Christo’s Floating Piers Project

A pacific-faced man appears from the other side of Italy’s Lake Iseo on the upper deck of a tottery barge, white hair invading the Alpine haze like a halo. He’s greeted with shouts of ‘bravo’ and enthusiastic clapping from fans ashore. A boom mike and video camera announce to this mountain region that the famed Christo is arriving from an inspection of his latest artistic transformation. It’s the Floating Piers, a walkable ribbon sixteen meters wide that runs along the shore-line and ventures across the lake to connect with two islands. It gives people the sensation of walking on water. The artist is loved for his generosity; attendance is free.

Formed of two hundred thousand floatable cubes anchored to the lake bed and covered with polypropylene, the piers are of saffron hue when dry and orange when wet. Their sharp bright lines cut through the misty atmosphere like a lightening strike. At night, the small battery -powered lights from California on the sides create a ribbed effect like sea sand.

Mountains in diagonal bedding and clad in dark green rise abruptly out of the water, disclosing how deep the lakes are in these parts. Worried divers had to fix the piers a hundred meters below the surface.

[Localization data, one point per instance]
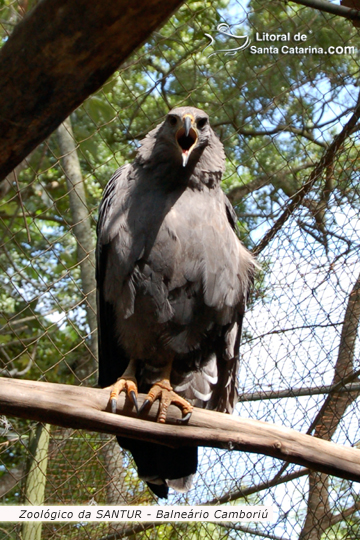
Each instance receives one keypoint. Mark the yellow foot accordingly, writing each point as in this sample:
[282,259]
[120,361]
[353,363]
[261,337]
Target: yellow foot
[128,384]
[163,390]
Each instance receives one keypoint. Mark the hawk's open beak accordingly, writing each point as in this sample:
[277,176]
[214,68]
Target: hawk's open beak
[186,138]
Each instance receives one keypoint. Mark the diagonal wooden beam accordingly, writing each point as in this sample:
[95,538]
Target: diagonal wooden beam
[86,408]
[62,52]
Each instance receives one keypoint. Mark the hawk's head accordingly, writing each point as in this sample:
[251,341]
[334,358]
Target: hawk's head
[184,142]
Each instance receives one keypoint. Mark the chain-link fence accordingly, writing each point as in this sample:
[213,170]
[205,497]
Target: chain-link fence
[277,104]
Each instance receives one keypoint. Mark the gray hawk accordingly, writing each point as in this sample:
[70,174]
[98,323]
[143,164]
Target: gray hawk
[172,283]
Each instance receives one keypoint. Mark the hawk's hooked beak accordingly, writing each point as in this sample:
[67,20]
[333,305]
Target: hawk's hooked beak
[187,137]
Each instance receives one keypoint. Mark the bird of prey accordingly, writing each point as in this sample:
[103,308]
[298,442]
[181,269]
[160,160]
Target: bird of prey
[172,283]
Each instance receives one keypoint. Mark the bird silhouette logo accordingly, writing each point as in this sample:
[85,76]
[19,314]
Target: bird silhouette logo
[225,30]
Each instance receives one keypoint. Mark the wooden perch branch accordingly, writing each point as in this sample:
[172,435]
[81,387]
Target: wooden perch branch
[86,408]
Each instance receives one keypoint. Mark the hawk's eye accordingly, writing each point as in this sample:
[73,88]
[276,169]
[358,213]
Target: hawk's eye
[172,120]
[202,123]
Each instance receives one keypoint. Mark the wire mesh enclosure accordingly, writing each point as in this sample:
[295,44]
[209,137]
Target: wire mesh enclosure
[282,106]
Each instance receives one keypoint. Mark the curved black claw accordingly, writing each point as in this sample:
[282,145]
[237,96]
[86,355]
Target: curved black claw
[113,403]
[184,419]
[134,400]
[144,405]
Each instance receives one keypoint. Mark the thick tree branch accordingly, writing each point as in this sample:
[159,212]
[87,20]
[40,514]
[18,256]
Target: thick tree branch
[328,7]
[86,408]
[59,65]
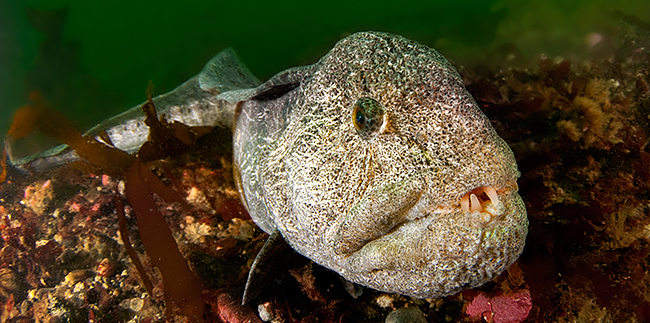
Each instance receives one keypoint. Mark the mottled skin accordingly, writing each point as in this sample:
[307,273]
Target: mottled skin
[380,206]
[374,198]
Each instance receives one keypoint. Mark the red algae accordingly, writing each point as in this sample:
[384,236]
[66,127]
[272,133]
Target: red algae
[580,132]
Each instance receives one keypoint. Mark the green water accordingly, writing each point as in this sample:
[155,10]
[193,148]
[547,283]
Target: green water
[94,60]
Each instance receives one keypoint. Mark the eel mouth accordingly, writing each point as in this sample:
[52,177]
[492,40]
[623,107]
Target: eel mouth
[485,203]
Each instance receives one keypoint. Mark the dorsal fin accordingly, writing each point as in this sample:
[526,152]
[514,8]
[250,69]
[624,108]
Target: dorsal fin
[224,72]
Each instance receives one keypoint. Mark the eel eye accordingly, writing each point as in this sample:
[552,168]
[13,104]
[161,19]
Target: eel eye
[368,117]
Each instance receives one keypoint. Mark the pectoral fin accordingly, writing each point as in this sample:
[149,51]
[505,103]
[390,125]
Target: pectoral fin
[259,272]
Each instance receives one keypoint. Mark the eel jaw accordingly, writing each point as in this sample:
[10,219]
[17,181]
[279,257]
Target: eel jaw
[484,204]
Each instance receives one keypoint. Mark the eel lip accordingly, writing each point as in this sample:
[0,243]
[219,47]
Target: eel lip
[485,201]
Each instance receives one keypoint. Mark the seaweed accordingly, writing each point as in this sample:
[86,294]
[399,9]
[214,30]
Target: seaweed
[182,288]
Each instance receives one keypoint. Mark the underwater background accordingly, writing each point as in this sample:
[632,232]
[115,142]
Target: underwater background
[92,60]
[565,83]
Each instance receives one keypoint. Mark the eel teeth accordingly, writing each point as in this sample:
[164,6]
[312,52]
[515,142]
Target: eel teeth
[473,201]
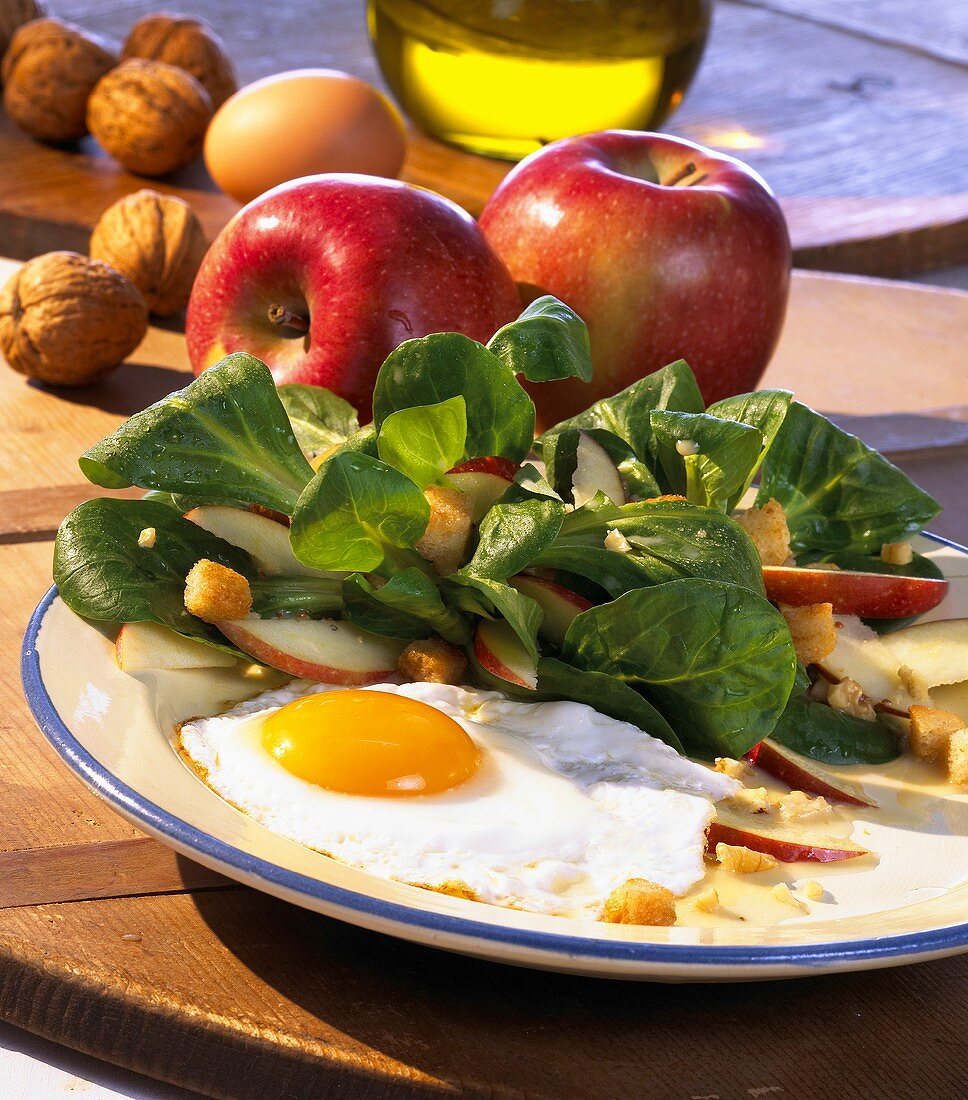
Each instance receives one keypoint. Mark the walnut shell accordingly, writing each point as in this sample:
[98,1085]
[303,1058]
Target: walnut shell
[68,320]
[189,44]
[48,72]
[150,116]
[14,13]
[157,242]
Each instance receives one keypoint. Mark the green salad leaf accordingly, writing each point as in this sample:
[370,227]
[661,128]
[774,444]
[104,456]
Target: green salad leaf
[714,658]
[319,418]
[512,536]
[425,441]
[501,416]
[548,341]
[605,694]
[102,573]
[816,730]
[626,415]
[727,453]
[355,513]
[224,438]
[837,493]
[409,605]
[669,540]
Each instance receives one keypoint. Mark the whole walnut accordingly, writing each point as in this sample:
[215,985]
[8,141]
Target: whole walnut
[68,320]
[189,44]
[14,13]
[157,242]
[48,72]
[150,116]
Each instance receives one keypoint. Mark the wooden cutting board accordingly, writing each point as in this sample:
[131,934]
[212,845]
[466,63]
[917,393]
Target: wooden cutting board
[116,946]
[857,122]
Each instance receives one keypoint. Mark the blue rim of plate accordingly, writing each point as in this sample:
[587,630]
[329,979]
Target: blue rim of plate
[945,939]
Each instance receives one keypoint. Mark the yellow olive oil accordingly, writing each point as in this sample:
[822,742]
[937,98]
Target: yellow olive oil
[504,77]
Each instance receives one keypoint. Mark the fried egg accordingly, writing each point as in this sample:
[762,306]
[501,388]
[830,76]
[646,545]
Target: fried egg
[541,806]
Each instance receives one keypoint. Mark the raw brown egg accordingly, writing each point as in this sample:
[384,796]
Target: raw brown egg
[300,123]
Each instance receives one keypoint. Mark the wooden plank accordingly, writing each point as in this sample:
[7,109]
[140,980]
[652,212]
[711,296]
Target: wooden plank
[100,869]
[866,147]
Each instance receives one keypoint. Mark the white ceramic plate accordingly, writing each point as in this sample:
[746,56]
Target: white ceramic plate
[116,732]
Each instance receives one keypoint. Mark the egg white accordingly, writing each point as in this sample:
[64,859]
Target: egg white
[567,804]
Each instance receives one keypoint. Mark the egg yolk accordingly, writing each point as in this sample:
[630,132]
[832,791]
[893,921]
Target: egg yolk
[371,743]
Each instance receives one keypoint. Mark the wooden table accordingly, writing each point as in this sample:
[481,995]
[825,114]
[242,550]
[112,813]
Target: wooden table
[857,116]
[116,946]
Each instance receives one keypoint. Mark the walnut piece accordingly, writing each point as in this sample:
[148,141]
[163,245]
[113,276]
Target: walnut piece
[68,320]
[189,44]
[13,14]
[150,116]
[50,70]
[157,242]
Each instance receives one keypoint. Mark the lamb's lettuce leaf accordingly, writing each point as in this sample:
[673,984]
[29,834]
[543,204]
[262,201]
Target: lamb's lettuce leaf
[102,573]
[501,415]
[714,658]
[669,539]
[407,606]
[816,730]
[837,493]
[226,436]
[626,415]
[356,513]
[717,474]
[606,694]
[319,418]
[548,341]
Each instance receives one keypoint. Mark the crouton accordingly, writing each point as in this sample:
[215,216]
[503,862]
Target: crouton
[215,592]
[639,901]
[812,629]
[432,660]
[897,553]
[743,860]
[847,695]
[931,733]
[767,527]
[958,757]
[444,542]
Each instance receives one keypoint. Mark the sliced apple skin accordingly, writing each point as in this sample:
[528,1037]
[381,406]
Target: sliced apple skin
[800,773]
[327,650]
[869,595]
[143,646]
[560,604]
[783,843]
[484,480]
[265,540]
[499,651]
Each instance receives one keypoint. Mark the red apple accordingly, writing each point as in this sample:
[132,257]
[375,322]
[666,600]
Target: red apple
[328,650]
[498,650]
[323,276]
[800,773]
[484,480]
[560,604]
[666,249]
[785,844]
[869,595]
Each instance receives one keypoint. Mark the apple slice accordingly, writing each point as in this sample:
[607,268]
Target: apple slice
[328,650]
[501,652]
[869,595]
[594,472]
[485,481]
[560,604]
[778,839]
[263,539]
[143,646]
[801,773]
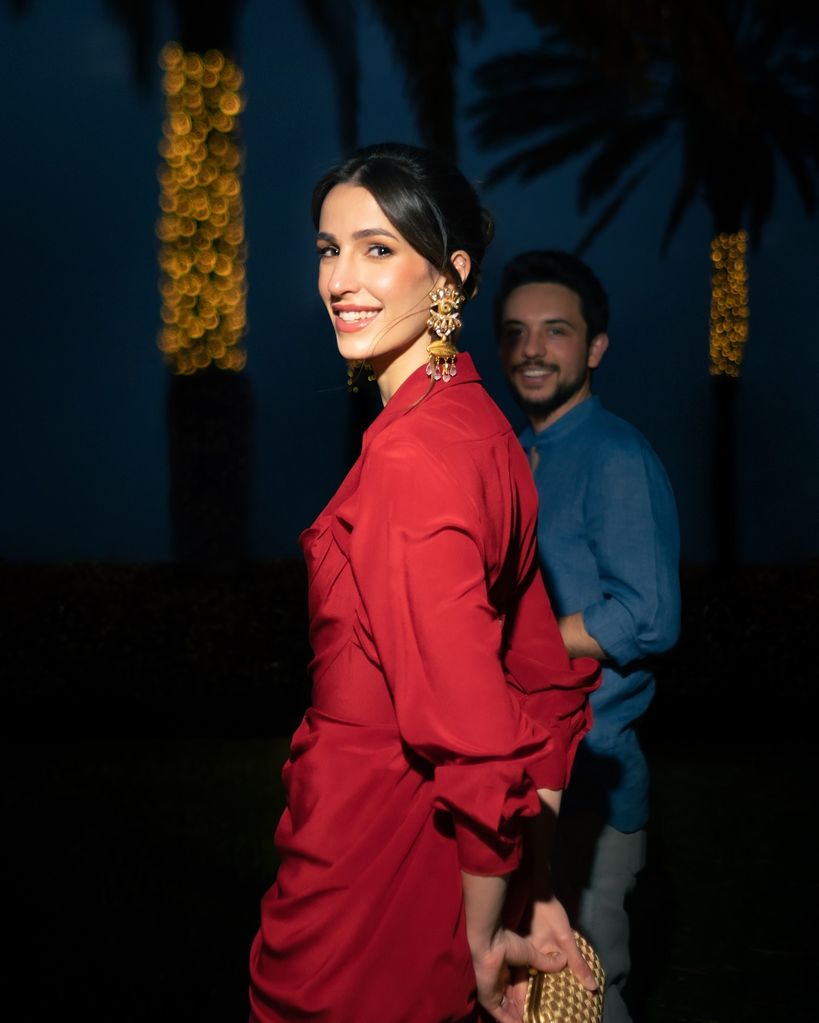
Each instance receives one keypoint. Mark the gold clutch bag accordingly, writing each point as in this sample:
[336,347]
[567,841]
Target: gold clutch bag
[559,997]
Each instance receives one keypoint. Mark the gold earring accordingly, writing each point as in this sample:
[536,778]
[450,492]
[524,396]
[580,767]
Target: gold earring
[355,367]
[444,323]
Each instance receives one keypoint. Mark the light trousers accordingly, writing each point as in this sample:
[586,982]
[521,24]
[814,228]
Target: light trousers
[595,871]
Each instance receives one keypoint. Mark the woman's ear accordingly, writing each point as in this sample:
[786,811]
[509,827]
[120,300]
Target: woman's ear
[462,263]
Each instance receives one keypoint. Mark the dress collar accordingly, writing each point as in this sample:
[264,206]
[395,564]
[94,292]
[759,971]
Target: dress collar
[416,388]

» **WORK ITEM A**
In the Floating Piers passage, how wide is the walkable ribbon?
» **WORK ITEM B**
For each statement, decide whether the Floating Piers passage agrees. Answer yes or no and quote the deciding words. (i) Visitors must pay to walk on the piers. (ii) The piers turn orange when wet. (iii) Divers fixed the piers fifty meters below the surface.
» **WORK ITEM C**
Please resume the Floating Piers passage after its final sentence.

» **ANSWER SPACE A**
Sixteen meters.

» **ANSWER SPACE B**
(i) No: "attendance is free."
(ii) Yes: "of saffron hue when dry and orange when wet"
(iii) No: "Worried divers had to fix the piers a hundred meters below the surface."

» **ANSWER SPACE C**
A monastery stands lonely on top of one of the promontories and a 13th century castle on another. While they suggest times long ago, a deeper past is present. Roman legions used to march nearby on their way to Gaul over the Alps and back again. Their fortified camp is a local ruin. One can imagine Julius Caesar gauging his chances here as he contemplated crossing the fateful Rubicon River a hundred or so kilometres to the south.

The Project, like all Christo installations, is ephemeral, lasting only sixteen days. In this time it changes the lake, creating a linkage with islands that had never been connected before. The colour and geometry add a character to the lake not thought of before, and never to occur again. It demonstrates for a short while a metaphysical potential, something inherent in all things. Present now, it’s gone in a flash. Its reminder of how quickly time passes brings a brush of sadness, but its presence is a source of joy.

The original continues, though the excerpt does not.